**Instructions for the task:**
In each of the records below, change "grassy mound" to "low hill" and leave everything else unchanged.
## Start
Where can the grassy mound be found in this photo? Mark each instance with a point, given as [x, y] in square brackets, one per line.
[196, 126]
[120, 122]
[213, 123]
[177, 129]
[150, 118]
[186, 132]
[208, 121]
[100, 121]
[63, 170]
## End
**Answer for the task:**
Where can the low hill be found in this photo? Mark each instance with a point, given as [x, y] in square brackets, one per line.
[196, 126]
[120, 122]
[213, 123]
[177, 129]
[150, 118]
[186, 132]
[208, 121]
[100, 121]
[63, 170]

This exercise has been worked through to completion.